▶ **TO DO**: Please restate each line of the data that follows word for word, skipping any image.

▶ **SOURCE MATERIAL**:
:::
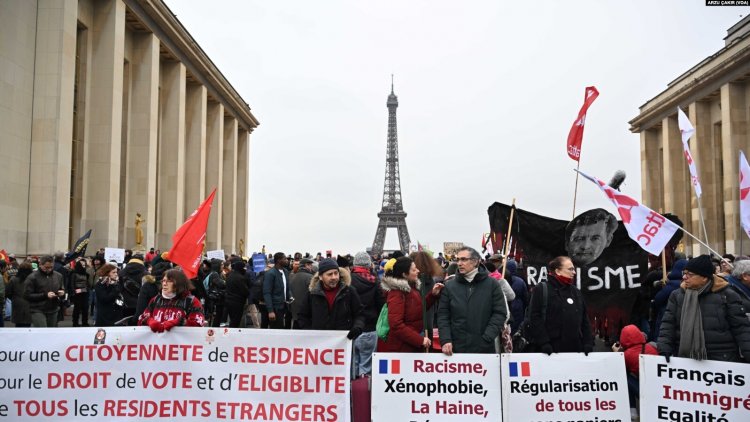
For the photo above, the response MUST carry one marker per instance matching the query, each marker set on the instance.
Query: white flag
(687, 130)
(744, 193)
(651, 230)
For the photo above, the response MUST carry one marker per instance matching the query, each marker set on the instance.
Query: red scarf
(364, 273)
(331, 295)
(564, 280)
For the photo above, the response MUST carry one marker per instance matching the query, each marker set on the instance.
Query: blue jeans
(364, 346)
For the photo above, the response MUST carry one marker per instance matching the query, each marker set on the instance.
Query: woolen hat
(361, 259)
(701, 265)
(327, 265)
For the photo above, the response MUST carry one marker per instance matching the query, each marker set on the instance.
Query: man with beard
(44, 290)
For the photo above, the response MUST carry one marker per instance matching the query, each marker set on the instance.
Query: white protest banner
(434, 387)
(195, 374)
(114, 254)
(217, 254)
(564, 387)
(692, 390)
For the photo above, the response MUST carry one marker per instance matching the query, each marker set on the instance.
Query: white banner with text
(420, 387)
(693, 390)
(196, 374)
(564, 387)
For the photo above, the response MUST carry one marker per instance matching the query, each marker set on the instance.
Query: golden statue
(138, 230)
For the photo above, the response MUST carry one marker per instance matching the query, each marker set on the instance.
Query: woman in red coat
(405, 313)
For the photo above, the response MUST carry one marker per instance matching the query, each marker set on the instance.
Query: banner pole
(575, 191)
(507, 237)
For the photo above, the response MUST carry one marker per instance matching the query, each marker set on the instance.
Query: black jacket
(371, 296)
(726, 328)
(472, 315)
(566, 326)
(345, 314)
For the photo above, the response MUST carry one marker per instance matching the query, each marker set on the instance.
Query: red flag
(187, 242)
(575, 137)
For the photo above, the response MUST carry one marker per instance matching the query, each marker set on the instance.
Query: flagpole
(507, 237)
(575, 191)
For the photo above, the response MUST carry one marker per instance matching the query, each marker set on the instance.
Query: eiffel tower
(392, 214)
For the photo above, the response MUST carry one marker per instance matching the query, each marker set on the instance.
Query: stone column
(214, 171)
(733, 134)
(651, 189)
(195, 147)
(676, 175)
(707, 155)
(144, 122)
(101, 180)
(171, 169)
(242, 182)
(229, 186)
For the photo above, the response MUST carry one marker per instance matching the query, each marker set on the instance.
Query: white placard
(564, 386)
(693, 390)
(434, 387)
(217, 254)
(186, 374)
(114, 254)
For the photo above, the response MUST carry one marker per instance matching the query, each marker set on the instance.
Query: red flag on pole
(575, 137)
(187, 242)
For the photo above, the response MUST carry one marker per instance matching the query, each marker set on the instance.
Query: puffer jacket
(345, 314)
(566, 325)
(726, 328)
(633, 342)
(371, 296)
(38, 284)
(471, 315)
(405, 317)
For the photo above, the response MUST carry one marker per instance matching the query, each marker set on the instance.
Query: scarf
(692, 340)
(364, 273)
(469, 277)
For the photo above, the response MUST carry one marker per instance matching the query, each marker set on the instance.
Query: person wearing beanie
(472, 310)
(406, 314)
(371, 296)
(277, 292)
(705, 318)
(332, 303)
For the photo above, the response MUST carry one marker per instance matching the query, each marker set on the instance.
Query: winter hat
(701, 265)
(327, 265)
(361, 259)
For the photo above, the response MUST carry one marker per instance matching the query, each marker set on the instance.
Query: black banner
(610, 266)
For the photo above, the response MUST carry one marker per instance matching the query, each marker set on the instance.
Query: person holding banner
(472, 308)
(108, 311)
(405, 309)
(563, 326)
(705, 318)
(175, 306)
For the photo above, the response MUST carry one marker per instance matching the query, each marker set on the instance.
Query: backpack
(523, 340)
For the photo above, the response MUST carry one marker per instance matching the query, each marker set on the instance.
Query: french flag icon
(519, 368)
(392, 366)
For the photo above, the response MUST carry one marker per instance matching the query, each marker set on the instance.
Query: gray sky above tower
(487, 93)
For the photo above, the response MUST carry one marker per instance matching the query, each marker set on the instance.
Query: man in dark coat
(277, 292)
(130, 279)
(472, 308)
(371, 296)
(300, 285)
(332, 304)
(44, 291)
(710, 303)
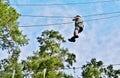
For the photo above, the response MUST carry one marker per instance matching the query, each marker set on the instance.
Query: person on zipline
(78, 27)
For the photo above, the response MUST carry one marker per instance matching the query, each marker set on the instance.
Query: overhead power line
(80, 67)
(71, 22)
(70, 17)
(78, 3)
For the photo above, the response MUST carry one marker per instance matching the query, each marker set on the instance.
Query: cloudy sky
(100, 38)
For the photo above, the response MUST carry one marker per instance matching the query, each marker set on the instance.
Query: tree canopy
(10, 35)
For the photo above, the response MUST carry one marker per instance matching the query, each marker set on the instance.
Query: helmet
(78, 16)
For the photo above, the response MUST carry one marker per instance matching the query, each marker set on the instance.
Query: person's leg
(76, 31)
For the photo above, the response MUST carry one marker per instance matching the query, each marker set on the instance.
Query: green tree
(10, 35)
(50, 56)
(11, 39)
(96, 69)
(10, 65)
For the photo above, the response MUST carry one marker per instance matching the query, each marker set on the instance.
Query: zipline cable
(70, 22)
(70, 17)
(78, 3)
(80, 67)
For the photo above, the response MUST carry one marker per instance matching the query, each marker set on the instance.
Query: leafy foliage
(50, 56)
(10, 35)
(96, 69)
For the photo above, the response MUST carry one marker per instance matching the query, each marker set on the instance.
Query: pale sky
(100, 39)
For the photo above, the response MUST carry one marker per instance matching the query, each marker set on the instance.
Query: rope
(63, 4)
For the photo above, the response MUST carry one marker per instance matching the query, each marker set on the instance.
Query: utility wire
(70, 22)
(78, 3)
(80, 67)
(70, 17)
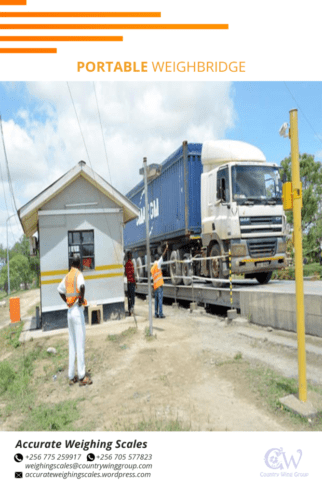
:::
▶ **TASK SOLUTION**:
For the photo above, the response MUST carry one marker per instance matching the query, each marker set on the instance.
Query: white flag
(687, 130)
(744, 193)
(651, 230)
For the photo above, the response MUST carry one marker per instance matching the query, each marker set on the instance.
Query: red scarf
(364, 273)
(331, 295)
(564, 280)
For the photo above, the response MUST carry one marker per instance matching the query, each marker set on the instance.
Query: blue jeans
(364, 346)
For the photo above, the response MUST carry one marker per instance matching the query, each marker set on the instance.
Query: woolen hat
(361, 259)
(701, 265)
(327, 265)
For the photo above, the response MUST carry one marker per instance matching the query, each marker set on the instance.
Query: man with beard
(44, 290)
For the photo above, the response MUST carry one marker per instance matching the query, each marker set on the instance.
Query: white protest banner
(434, 387)
(195, 374)
(114, 254)
(217, 254)
(564, 387)
(692, 390)
For the photo above, the response MUST carry one marker per instance matching the query, each marker set on the instance.
Query: white banner with text
(420, 387)
(693, 390)
(196, 374)
(564, 387)
For the photo above, the response MUST carry one marker per instance matching the query, each marker set on the instance.
Query: golden statue
(138, 230)
For the photo above, the response MUST carry one marker per instance matching the query, each marker set on the instance.
Query: woman in red coat
(405, 313)
For the photo above, the response MUST carry one marker per instance matching the query, each marker set on the instance.
Query: banner pole
(575, 191)
(507, 237)
For the photo above, the response MUST carry one marker per instance matching the query, each marker set on the instance.
Query: black jacket
(371, 296)
(726, 328)
(472, 315)
(566, 326)
(345, 314)
For the photo above, the response MUST carry one marker per instance matching the query, each marker set on the instance.
Query: red flag
(187, 242)
(575, 137)
For the photo above, the response MUST carry one marker per instance matching the query, each marker set on the instance.
Query: flagpole
(507, 237)
(575, 191)
For the photo above, the response MUST carry one marker per instance matching the query, each marker set on the instance.
Query: eiffel tower
(392, 214)
For the photo above, the response MUST carry one marker per instance matching the query, each marker set on the instance.
Query: stone column
(214, 171)
(733, 134)
(651, 189)
(195, 147)
(676, 175)
(707, 155)
(144, 122)
(101, 180)
(171, 169)
(242, 182)
(229, 186)
For the photo above, the response MUST carry one marker per instance matching the query, each marker set on the instance.
Query: white placard
(564, 386)
(693, 390)
(434, 387)
(217, 254)
(186, 374)
(114, 254)
For the photo above, the response MUST carry one marker per instance matching the query, each marker set on the instance.
Query: red flag on pole
(575, 137)
(187, 242)
For the photo above, the response MUST carry one marker per instance matching the query, each marker set on the instance.
Query: puffer jacket
(345, 314)
(566, 325)
(726, 328)
(633, 342)
(371, 296)
(38, 284)
(471, 315)
(405, 317)
For the photo above, the response MUST carry one marker per instance matching the query, each marker set on the instance.
Query: scarf
(692, 340)
(364, 273)
(469, 277)
For the photo above, the response MUST carry one marker per instance matching the query, each marker set on the instance.
Query: person wearing beanie
(472, 310)
(406, 314)
(371, 296)
(277, 292)
(705, 318)
(332, 303)
For the photo above, the response MUST carry one marker per instance matching the query, each marker set on the instance.
Query: winter hat
(701, 265)
(327, 265)
(361, 259)
For the photo above, the response MUST carry one marker per instance matching the query, each marker set on the instance.
Query: black banner
(610, 266)
For the photo above, the response MUST carry one marker per instance matching the query, each marker set on the instance.
Query: person holding banner
(472, 308)
(108, 311)
(405, 309)
(563, 326)
(705, 318)
(175, 306)
For the photo above, the response MUST carry one marker per instance matching the query, each marker set on the instance.
Query: backpack
(523, 340)
For the photo above, the response MUST carry one marker per instance matching the query, each marker set on the instance.
Query: french flag icon
(519, 368)
(392, 366)
For the photo above, the response MUST carry one marker per instance matching the query, each marker set on the instance.
Query: gray sky above tower
(487, 93)
For the photo above, the response MUST carry one marker per instance matching the query, each marker set on the instance.
Query: man in dark coat
(277, 292)
(130, 279)
(472, 308)
(371, 296)
(300, 285)
(332, 304)
(44, 291)
(710, 303)
For the photo above, the response MUST carry one marker per instance matching the query, each marker set on the instance.
Query: person on zipline
(78, 27)
For the photo above, the response MUST carry one marker per instance matching the query, each marker set on the instance.
Query: overhead power line
(80, 67)
(71, 22)
(70, 17)
(78, 3)
For the photo above, the response MUST carry one marker per instance matching the query, each marker set on the instance.
Query: cloudy sky
(100, 38)
For the photo above, the response MUST carry one marker per instance matching the query, each marker set on the instance.
Query: tree canopy
(10, 35)
For the photo above, the response MUST carry one marker per instance matching the query, each marker set on the instance.
Query: helmet
(78, 16)
For the photo above, the response MUST carry one marker per instance matching the query, each marker set on the instance.
Query: person's leg
(76, 31)
For the photo above, the response MUST carry one marker per instance matching the query, each marker set on the instance.
Query: green tree
(10, 35)
(50, 56)
(11, 39)
(96, 69)
(10, 65)
For the photo above, the response MUST carry one marker per instance matching the query, each marker set on the instance.
Query: zipline cable
(70, 22)
(70, 17)
(78, 3)
(80, 67)
For the photo above, the response MUST carry one marker per instance matching the query, each marker set on the instance.
Query: leafy foliage
(50, 56)
(10, 35)
(96, 69)
For the photo above, the response MUST carry one marker per instance matching the query, each marker set on the instance.
Query: pale sky
(100, 39)
For the photo above, the response MUST carry one marker per instance matching the query, each marker set on the instance.
Query: rope
(63, 4)
For the photo above, the response MUST carry one marker per instance matching the query, each marker set on the instance.
Query: utility wire
(70, 22)
(78, 3)
(80, 67)
(70, 17)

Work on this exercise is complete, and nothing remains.